Passage given
Supreme Court DOMA ruling shows what Washington court got wrong

Just seven years ago, the Washington Supreme Court gave great deference to the state Legislature’s right to discriminate against same-sex marriage.

In the 2006 Anderson v. King County ruling upholding the state Defense of Marriage Act, Justice Barbara Madsen wrote that the Defense of Marriage Act (DOMA) didn’t violate couples’ rights to equal protection because those couples couldn’t show they required “favored minority class” status. Because of this flawed framing, it gave overly broad leeway for the Legislature to enable discrimination. Moreover, the ruling validated the Legislature’s authority to obsess over opposite-sex procreation. According to the Anderson ruling:

That is, the legislature was entitled to believe that providing that only opposite-sex couples may marry will encourage procreation and child-rearing in a “traditional” nuclear family where children tend to thrive.

Today, the supposedly more conservative U.S. Supreme Court flipped that argument on its head in U.S. v. Windsor. In its majority opinion, the court said:

DOMA violates basic due process and equal protection principles applicable to the Federal Government. The Constitution’s guarantee of equality “must at the very least mean that a bare congressional desire to harm a politically unpopular group cannot” justify disparate treatment of that group… DOMA cannot survive under these principles.

Set of tasks
a: Which phrases in the DOMA ruling commentary above are enclosed in quotation marks?
b: Can you write the next paragraph of the commentary on the state and federal DOMA rulings, following on from its final sentence?

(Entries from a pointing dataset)
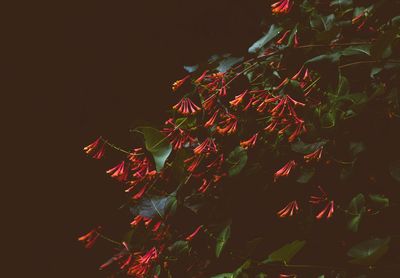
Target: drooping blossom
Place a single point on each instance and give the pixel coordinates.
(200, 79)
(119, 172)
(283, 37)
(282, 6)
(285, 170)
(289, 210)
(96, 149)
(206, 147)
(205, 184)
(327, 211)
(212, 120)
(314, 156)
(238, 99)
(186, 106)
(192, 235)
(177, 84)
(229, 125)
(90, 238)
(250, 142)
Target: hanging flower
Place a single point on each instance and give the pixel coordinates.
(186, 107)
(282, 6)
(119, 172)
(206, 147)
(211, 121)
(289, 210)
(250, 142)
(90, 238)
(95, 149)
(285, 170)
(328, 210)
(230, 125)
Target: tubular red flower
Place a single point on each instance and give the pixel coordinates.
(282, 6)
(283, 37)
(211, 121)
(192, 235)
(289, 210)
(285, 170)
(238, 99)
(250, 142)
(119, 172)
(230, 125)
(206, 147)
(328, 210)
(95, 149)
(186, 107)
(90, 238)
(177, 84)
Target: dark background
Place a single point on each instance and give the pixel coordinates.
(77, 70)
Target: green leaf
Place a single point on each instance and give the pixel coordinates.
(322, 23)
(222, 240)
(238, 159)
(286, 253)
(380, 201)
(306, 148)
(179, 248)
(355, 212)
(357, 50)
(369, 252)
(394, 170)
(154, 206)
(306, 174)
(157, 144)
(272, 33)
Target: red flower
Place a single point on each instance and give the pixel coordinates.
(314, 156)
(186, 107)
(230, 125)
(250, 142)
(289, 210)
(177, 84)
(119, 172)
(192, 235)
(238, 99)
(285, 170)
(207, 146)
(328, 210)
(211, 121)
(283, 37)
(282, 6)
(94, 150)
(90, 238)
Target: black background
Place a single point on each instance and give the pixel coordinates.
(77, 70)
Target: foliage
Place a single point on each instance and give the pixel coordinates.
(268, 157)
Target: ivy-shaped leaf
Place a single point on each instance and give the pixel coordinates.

Outputs in order
a:
"favored minority class"
"traditional"
"must at the very least mean that a bare congressional desire to harm a politically unpopular group cannot"

b:
Justice Anthony Kennedy rightly peeled back the discriminatory intent of the federal DOMA (and its offspring, like Washington’s DOMA).

DOMA’s avowed purpose and practical effect are to impose a disadvantage, a separate status, and so a stigma upon all who enter into same-sex marriages made lawful by the unquestioned authority of the States. DOMA’s history of enactment and its own text demonstrate that interference with the equal dignity of same-sex marriages… was more than an incidental effect of the federal statute. It was its essence.

It was particularly refreshing to  see Kennedy confront the contention that children are somehow inherently harmed by parentage by loving same-same couples, a bugaboo of same-sex proponents and an argument advanced by our state Supreme Court.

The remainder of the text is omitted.